======== PROVIDED INFORMATION

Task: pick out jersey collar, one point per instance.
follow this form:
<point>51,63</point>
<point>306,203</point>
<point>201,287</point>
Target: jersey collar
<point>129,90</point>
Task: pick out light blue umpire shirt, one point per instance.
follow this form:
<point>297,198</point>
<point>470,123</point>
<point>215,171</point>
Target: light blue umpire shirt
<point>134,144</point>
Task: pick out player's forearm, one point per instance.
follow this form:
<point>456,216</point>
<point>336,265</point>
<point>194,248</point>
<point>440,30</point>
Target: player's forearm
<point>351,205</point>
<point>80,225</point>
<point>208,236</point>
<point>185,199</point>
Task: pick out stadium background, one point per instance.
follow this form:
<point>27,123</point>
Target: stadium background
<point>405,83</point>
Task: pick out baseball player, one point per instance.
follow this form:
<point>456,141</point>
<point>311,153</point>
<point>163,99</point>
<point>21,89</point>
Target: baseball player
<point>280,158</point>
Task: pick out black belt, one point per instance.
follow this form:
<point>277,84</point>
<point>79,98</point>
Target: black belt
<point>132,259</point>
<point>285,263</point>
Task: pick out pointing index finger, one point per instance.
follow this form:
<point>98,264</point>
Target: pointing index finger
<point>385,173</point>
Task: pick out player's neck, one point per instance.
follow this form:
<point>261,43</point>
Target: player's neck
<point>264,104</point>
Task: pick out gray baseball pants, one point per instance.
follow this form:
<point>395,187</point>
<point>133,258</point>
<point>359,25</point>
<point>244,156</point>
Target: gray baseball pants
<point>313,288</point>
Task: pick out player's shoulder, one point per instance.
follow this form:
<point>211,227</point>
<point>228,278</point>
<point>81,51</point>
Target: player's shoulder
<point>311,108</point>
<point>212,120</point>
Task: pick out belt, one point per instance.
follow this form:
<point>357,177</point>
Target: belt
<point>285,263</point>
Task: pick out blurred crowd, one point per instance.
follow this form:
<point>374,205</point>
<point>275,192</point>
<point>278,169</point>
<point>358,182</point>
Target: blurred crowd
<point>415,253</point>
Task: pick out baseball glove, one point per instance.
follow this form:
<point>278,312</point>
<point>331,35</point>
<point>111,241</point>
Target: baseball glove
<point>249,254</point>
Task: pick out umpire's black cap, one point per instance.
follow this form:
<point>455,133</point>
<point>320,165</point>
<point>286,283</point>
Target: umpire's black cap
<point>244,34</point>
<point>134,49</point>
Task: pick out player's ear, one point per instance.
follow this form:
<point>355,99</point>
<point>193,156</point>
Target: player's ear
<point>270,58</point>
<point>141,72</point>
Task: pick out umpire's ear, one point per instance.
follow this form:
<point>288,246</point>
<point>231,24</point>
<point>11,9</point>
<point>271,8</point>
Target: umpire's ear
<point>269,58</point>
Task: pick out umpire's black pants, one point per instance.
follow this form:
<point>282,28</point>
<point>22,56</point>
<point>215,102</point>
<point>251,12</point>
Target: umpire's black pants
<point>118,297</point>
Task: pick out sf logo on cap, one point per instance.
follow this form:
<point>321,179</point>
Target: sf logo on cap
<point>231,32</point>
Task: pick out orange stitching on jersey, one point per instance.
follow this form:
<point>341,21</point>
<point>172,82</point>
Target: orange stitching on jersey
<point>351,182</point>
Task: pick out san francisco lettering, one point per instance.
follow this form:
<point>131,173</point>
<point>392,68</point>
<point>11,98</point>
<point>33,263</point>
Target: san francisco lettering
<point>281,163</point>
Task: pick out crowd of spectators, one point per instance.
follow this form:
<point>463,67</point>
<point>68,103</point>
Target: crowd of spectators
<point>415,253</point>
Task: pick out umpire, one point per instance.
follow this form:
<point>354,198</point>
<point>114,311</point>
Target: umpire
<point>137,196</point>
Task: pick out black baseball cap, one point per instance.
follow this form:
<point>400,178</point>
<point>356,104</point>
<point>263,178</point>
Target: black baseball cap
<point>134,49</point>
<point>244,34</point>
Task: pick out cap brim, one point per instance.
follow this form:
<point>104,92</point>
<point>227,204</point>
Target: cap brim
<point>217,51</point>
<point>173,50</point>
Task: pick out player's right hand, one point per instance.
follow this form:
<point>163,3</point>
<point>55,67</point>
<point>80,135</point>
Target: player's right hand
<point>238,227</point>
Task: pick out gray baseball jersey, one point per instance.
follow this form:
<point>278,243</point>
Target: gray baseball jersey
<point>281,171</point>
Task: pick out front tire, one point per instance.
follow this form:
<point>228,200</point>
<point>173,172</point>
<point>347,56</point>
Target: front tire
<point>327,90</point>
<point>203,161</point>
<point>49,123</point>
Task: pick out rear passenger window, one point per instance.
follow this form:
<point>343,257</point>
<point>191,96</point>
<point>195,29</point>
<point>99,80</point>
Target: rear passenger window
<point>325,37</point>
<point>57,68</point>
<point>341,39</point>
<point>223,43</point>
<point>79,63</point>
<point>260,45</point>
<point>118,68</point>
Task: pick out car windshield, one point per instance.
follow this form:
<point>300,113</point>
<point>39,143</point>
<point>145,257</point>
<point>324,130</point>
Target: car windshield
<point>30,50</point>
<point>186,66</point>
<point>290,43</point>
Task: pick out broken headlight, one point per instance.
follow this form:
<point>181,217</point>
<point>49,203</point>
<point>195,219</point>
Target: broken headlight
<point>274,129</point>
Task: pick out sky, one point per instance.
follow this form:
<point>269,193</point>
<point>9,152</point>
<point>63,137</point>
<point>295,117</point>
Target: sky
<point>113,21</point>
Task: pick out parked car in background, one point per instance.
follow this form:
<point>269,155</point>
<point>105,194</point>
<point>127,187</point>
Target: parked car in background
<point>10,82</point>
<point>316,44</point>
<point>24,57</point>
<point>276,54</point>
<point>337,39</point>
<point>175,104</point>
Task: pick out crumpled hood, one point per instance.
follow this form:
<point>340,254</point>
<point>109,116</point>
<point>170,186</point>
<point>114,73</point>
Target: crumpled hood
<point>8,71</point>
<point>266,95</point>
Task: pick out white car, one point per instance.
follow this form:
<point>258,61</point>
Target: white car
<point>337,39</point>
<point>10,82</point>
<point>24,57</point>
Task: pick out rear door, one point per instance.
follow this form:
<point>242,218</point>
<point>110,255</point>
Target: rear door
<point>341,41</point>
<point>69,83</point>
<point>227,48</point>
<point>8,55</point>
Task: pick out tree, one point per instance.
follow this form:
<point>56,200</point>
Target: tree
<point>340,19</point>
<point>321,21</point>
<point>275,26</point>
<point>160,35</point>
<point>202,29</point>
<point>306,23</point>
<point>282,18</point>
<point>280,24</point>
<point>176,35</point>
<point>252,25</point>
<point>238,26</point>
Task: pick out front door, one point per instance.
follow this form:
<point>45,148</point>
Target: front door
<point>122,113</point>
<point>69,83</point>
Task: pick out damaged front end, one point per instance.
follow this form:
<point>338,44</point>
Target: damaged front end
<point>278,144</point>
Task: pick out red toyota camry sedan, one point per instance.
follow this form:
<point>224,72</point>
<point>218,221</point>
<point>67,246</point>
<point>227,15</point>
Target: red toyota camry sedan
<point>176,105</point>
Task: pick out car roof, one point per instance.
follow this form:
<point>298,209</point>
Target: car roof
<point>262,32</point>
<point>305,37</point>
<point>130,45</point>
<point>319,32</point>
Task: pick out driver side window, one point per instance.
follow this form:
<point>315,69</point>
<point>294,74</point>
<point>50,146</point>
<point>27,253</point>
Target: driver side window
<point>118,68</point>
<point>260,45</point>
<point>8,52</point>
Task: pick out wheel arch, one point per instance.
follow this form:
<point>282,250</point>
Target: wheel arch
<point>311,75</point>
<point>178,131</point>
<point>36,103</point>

================

• **TASK DESCRIPTION**: Rewrite all of the data above as a JSON list of strings, one string per line, skipping any blank lines.

• **RESULT OF THIS TASK**:
[
  "Task: pick out jersey collar, one point per instance.",
  "follow this form:",
  "<point>51,63</point>",
  "<point>306,203</point>",
  "<point>201,287</point>",
  "Target: jersey collar",
  "<point>129,90</point>",
  "Task: pick out light blue umpire shirt, one point per instance.",
  "follow this form:",
  "<point>297,198</point>",
  "<point>470,123</point>",
  "<point>215,171</point>",
  "Target: light blue umpire shirt",
  "<point>134,144</point>",
  "Task: pick out player's forearm, one point per instance.",
  "follow this form:",
  "<point>456,216</point>",
  "<point>336,265</point>",
  "<point>194,248</point>",
  "<point>440,30</point>",
  "Target: player's forearm",
  "<point>351,205</point>",
  "<point>80,225</point>",
  "<point>208,236</point>",
  "<point>185,199</point>",
  "Task: pick out stadium background, one point per instance.",
  "follow this form:",
  "<point>27,123</point>",
  "Target: stadium background",
  "<point>405,83</point>",
  "Task: pick out baseball player, one point per instance.",
  "follow this form:",
  "<point>456,141</point>",
  "<point>311,153</point>",
  "<point>163,99</point>",
  "<point>21,89</point>",
  "Target: baseball player",
  "<point>280,158</point>",
  "Task: pick out black belt, one point per instance.",
  "follow this form:",
  "<point>277,84</point>",
  "<point>79,98</point>",
  "Target: black belt",
  "<point>132,259</point>",
  "<point>285,263</point>",
  "Task: pick out pointing index finger, one point per instance.",
  "follow this form:",
  "<point>98,264</point>",
  "Target: pointing index finger",
  "<point>385,173</point>",
  "Task: pick out player's neck, one point per instance.",
  "follow this form:",
  "<point>261,43</point>",
  "Target: player's neck",
  "<point>264,104</point>",
  "Task: pick out gray baseball pants, one point per instance.",
  "follow this form:",
  "<point>395,187</point>",
  "<point>133,258</point>",
  "<point>359,25</point>",
  "<point>244,156</point>",
  "Target: gray baseball pants",
  "<point>313,288</point>",
  "Task: pick out player's shoulder, one point per instance.",
  "follow this form:",
  "<point>211,227</point>",
  "<point>228,278</point>",
  "<point>81,51</point>",
  "Target: player's shoulder",
  "<point>311,108</point>",
  "<point>212,120</point>",
  "Task: pick out belt, one point per instance.",
  "follow this form:",
  "<point>357,177</point>",
  "Target: belt",
  "<point>285,263</point>",
  "Task: pick out blurred crowd, one point per instance.",
  "follow this form:",
  "<point>374,205</point>",
  "<point>275,192</point>",
  "<point>278,169</point>",
  "<point>358,182</point>",
  "Target: blurred crowd",
  "<point>415,253</point>",
  "Task: pick out baseball glove, one point per instance.",
  "follow this form:",
  "<point>278,312</point>",
  "<point>331,35</point>",
  "<point>111,241</point>",
  "Target: baseball glove",
  "<point>249,254</point>",
  "Task: pick out umpire's black cap, one point per instance.",
  "follow this form:",
  "<point>455,133</point>",
  "<point>320,165</point>",
  "<point>286,283</point>",
  "Target: umpire's black cap",
  "<point>244,34</point>",
  "<point>134,49</point>",
  "Task: pick out player's ear, one point per instance.",
  "follow this form:",
  "<point>355,99</point>",
  "<point>193,156</point>",
  "Target: player's ear",
  "<point>270,58</point>",
  "<point>141,72</point>",
  "Task: pick out umpire's ear, one point per instance.",
  "follow this form:",
  "<point>288,246</point>",
  "<point>231,24</point>",
  "<point>11,9</point>",
  "<point>271,8</point>",
  "Target: umpire's ear",
  "<point>269,58</point>",
  "Task: pick out umpire's black pants, one point per instance.",
  "follow this form:",
  "<point>282,28</point>",
  "<point>22,56</point>",
  "<point>215,102</point>",
  "<point>251,12</point>",
  "Target: umpire's black pants",
  "<point>118,297</point>",
  "Task: pick out sf logo on cap, one point per instance.",
  "follow this form:",
  "<point>321,179</point>",
  "Target: sf logo on cap",
  "<point>231,32</point>",
  "Task: pick out orange stitching on jersey, one point per instance.",
  "follow this form:",
  "<point>341,21</point>",
  "<point>172,82</point>",
  "Target: orange stitching on jersey",
  "<point>351,182</point>",
  "Task: pick out san francisco lettering, one point per instance.",
  "follow this form:",
  "<point>131,173</point>",
  "<point>392,68</point>",
  "<point>11,98</point>",
  "<point>33,263</point>",
  "Target: san francisco lettering",
  "<point>281,163</point>",
  "Task: pick out crowd of spectators, one point per instance.",
  "follow this form:",
  "<point>463,67</point>",
  "<point>68,103</point>",
  "Target: crowd of spectators",
  "<point>415,253</point>",
  "Task: pick out umpire, one point per instance.",
  "follow this form:",
  "<point>354,198</point>",
  "<point>114,311</point>",
  "Target: umpire",
  "<point>137,196</point>",
  "Task: pick out black baseball cap, one point per instance.",
  "follow this form:",
  "<point>400,178</point>",
  "<point>356,104</point>",
  "<point>263,178</point>",
  "Target: black baseball cap",
  "<point>134,49</point>",
  "<point>244,34</point>",
  "Task: pick out cap brim, one point per instance.",
  "follow this form:",
  "<point>104,92</point>",
  "<point>227,204</point>",
  "Target: cap brim",
  "<point>217,51</point>",
  "<point>173,50</point>",
  "Task: pick out player's right hand, one point per instance.",
  "follow this form:",
  "<point>163,3</point>",
  "<point>55,67</point>",
  "<point>80,135</point>",
  "Target: player's right hand",
  "<point>238,227</point>",
  "Task: pick out gray baseball jersey, one point per instance.",
  "follow this form:",
  "<point>278,243</point>",
  "Target: gray baseball jersey",
  "<point>281,171</point>",
  "Task: pick out front tire, one point per instance.",
  "follow this form:",
  "<point>228,200</point>",
  "<point>173,172</point>",
  "<point>347,56</point>",
  "Target: front tire",
  "<point>327,90</point>",
  "<point>203,161</point>",
  "<point>49,123</point>",
  "Task: pick out rear passenger window, one point per instance.",
  "follow this form:",
  "<point>343,257</point>",
  "<point>191,96</point>",
  "<point>195,29</point>",
  "<point>99,80</point>",
  "Target: rear passenger window",
  "<point>325,37</point>",
  "<point>57,68</point>",
  "<point>341,39</point>",
  "<point>223,43</point>",
  "<point>79,63</point>",
  "<point>260,45</point>",
  "<point>118,68</point>",
  "Task: pick out car windshield, one point per instance.",
  "follow this form:",
  "<point>300,113</point>",
  "<point>39,143</point>",
  "<point>145,257</point>",
  "<point>324,130</point>",
  "Target: car windshield",
  "<point>30,50</point>",
  "<point>186,66</point>",
  "<point>290,43</point>",
  "Task: pick out broken headlight, one point per instance.",
  "follow this form:",
  "<point>181,217</point>",
  "<point>49,203</point>",
  "<point>195,219</point>",
  "Target: broken headlight",
  "<point>274,129</point>",
  "Task: pick out sky, one point per instance.",
  "follow this form:",
  "<point>269,193</point>",
  "<point>9,152</point>",
  "<point>63,137</point>",
  "<point>295,117</point>",
  "Target: sky",
  "<point>113,21</point>",
  "Task: pick out parked car in background, one point per instance.",
  "follow this form:",
  "<point>269,155</point>",
  "<point>105,194</point>",
  "<point>127,187</point>",
  "Target: parked car in background",
  "<point>10,82</point>",
  "<point>316,44</point>",
  "<point>24,57</point>",
  "<point>276,54</point>",
  "<point>337,39</point>",
  "<point>175,104</point>",
  "Task: pick out crumpled hood, one point per instance.",
  "follow this form:",
  "<point>340,254</point>",
  "<point>109,116</point>",
  "<point>170,186</point>",
  "<point>114,73</point>",
  "Target: crumpled hood",
  "<point>8,71</point>",
  "<point>266,95</point>",
  "Task: pick out white car, one point per instance.",
  "follow this form:",
  "<point>258,61</point>",
  "Target: white car",
  "<point>337,39</point>",
  "<point>10,82</point>",
  "<point>24,57</point>",
  "Task: pick out rear door, one point per instance.",
  "follow this form:",
  "<point>242,218</point>",
  "<point>110,255</point>",
  "Target: rear door",
  "<point>341,41</point>",
  "<point>69,83</point>",
  "<point>227,48</point>",
  "<point>8,55</point>",
  "Task: pick out tree, one point per instance.",
  "follow this form:",
  "<point>56,200</point>",
  "Target: tree",
  "<point>340,19</point>",
  "<point>321,21</point>",
  "<point>275,26</point>",
  "<point>160,35</point>",
  "<point>202,29</point>",
  "<point>306,23</point>",
  "<point>282,18</point>",
  "<point>280,24</point>",
  "<point>176,35</point>",
  "<point>252,25</point>",
  "<point>238,26</point>",
  "Task: pick out front door, one point per instance.",
  "follow this form:",
  "<point>45,148</point>",
  "Target: front door",
  "<point>122,113</point>",
  "<point>69,83</point>",
  "Task: pick out damaged front end, one point per instance.",
  "follow this form:",
  "<point>338,44</point>",
  "Target: damaged front end",
  "<point>278,144</point>",
  "Task: pick out red toyota camry sedan, one point per instance.",
  "follow this form:",
  "<point>224,72</point>",
  "<point>218,221</point>",
  "<point>67,246</point>",
  "<point>227,15</point>",
  "Target: red toyota camry sedan",
  "<point>176,105</point>",
  "Task: pick out car roof, one point per instance.",
  "follow this form:",
  "<point>298,209</point>",
  "Target: car roof",
  "<point>262,32</point>",
  "<point>305,37</point>",
  "<point>130,45</point>",
  "<point>319,32</point>",
  "Task: pick out driver side window, one point per instance.",
  "follow this form:",
  "<point>315,69</point>",
  "<point>294,74</point>",
  "<point>50,146</point>",
  "<point>27,253</point>",
  "Target: driver side window",
  "<point>118,68</point>",
  "<point>260,45</point>",
  "<point>8,52</point>",
  "Task: pick out wheel arch, one point per instance.",
  "follow this form:",
  "<point>282,250</point>",
  "Target: wheel arch",
  "<point>311,75</point>",
  "<point>178,131</point>",
  "<point>36,103</point>"
]